- TASK DETAILS: Rewrite the rows from the line with "Expected behaviour: mark a point on the wrinkled" through the end of the rows, replacing "turquoise" with "blue-green" and leaving everything else unchanged.
** BEGIN DATASET EXCERPTS **
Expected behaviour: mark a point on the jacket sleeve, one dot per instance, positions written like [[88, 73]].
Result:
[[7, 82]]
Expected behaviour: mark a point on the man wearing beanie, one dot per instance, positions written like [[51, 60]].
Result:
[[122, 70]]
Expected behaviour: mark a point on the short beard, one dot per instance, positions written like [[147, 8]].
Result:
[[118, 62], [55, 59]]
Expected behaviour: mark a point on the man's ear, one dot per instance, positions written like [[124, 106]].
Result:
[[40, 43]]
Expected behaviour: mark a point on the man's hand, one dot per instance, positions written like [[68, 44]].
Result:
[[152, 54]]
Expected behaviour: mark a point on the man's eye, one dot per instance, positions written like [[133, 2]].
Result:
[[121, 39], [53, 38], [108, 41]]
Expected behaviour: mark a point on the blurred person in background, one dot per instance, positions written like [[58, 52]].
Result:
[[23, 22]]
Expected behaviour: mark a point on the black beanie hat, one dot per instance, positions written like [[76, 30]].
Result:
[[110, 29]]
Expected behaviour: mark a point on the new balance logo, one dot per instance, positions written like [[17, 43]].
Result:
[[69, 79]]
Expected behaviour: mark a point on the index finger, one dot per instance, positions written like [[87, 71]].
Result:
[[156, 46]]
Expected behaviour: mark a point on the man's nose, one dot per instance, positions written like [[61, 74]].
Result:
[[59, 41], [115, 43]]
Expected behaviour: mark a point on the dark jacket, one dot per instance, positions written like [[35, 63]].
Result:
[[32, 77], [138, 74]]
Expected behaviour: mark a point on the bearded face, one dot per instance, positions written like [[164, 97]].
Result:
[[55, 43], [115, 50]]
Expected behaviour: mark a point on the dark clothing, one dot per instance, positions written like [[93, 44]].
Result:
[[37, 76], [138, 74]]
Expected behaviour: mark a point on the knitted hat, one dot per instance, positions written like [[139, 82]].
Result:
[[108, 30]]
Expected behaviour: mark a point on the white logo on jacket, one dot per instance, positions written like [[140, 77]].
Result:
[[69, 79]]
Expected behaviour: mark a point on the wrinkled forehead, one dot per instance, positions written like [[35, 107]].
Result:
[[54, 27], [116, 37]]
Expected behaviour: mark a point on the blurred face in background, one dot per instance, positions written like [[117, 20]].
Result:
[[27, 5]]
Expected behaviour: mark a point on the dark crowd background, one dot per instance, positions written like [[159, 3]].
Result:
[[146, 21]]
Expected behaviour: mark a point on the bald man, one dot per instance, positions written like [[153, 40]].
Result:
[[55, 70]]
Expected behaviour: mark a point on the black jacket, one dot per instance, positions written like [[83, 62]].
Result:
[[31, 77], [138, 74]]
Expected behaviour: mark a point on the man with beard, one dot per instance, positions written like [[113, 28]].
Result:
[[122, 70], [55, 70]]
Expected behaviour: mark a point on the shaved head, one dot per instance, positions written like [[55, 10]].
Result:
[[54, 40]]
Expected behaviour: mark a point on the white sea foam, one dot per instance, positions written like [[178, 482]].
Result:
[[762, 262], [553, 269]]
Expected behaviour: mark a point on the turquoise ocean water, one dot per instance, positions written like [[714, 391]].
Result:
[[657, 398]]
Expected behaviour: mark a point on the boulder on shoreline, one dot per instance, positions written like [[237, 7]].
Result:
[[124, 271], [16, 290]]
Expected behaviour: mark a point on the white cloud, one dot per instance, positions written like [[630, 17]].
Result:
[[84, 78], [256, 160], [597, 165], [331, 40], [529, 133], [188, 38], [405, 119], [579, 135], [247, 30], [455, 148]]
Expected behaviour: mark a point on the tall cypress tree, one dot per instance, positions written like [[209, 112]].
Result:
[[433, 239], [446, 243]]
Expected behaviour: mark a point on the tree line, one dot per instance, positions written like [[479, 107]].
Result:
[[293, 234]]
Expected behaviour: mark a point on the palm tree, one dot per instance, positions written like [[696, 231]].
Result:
** END DATASET EXCERPTS **
- COMPLETE OUTPUT:
Expected behaviour: mark a point on the wrinkled forehead, one dot per instance, positions written like [[35, 107]].
Result:
[[54, 27], [116, 37]]
Expected behaviour: mark a point on the blurred face in background, one dot per instance, positions written like [[117, 20]].
Result:
[[27, 5]]
Expected behaviour: mark a point on the dark crowd background, one dot per instance, positions written like [[159, 3]].
Result:
[[146, 21]]
Expected behaviour: mark a point on the bald man, one dot per instance, positions written like [[153, 40]].
Result:
[[55, 70]]
Expected behaviour: mark a point on the black jacket, one dot per instance, positions written like [[83, 62]].
Result:
[[31, 77], [138, 74]]
Expected behaviour: mark a point on the man with beard, one dot per instance, positions written like [[113, 28]].
Result:
[[122, 70], [55, 70]]
Expected behaviour: mark a point on the shaved head, one dot per instance, positions written like [[55, 10]].
Result:
[[54, 40]]
Expected behaviour: mark a point on the white sea foam, one dot per instance, positions written like [[178, 482]].
Result:
[[762, 262], [553, 269]]
Expected behaviour: mark a point on the blue-green ocean water, one dot per instance, positions written like [[714, 391]].
Result:
[[657, 398]]
Expected behaviour: mark a point on the boulder on shoreline, one dot per instance, positions written like [[237, 7]].
Result:
[[124, 271], [16, 290]]
Expected behaviour: mark a point on the white cloud, one dot per instance, positions written like [[630, 17]].
Result:
[[84, 78], [256, 160], [597, 165], [331, 40], [529, 133], [188, 38], [405, 119], [579, 135], [247, 30], [455, 148]]
Expected behaviour: mark a point on the tall cypress tree, one dot per instance, positions written like [[209, 112]].
Result:
[[433, 239], [446, 243]]
Expected behaviour: mark a point on the tree line, one dot per instance, positions written like [[479, 107]].
Result:
[[293, 234]]
Expected behaviour: mark a point on the palm tree, one dot per instance, positions written like [[696, 231]].
Result:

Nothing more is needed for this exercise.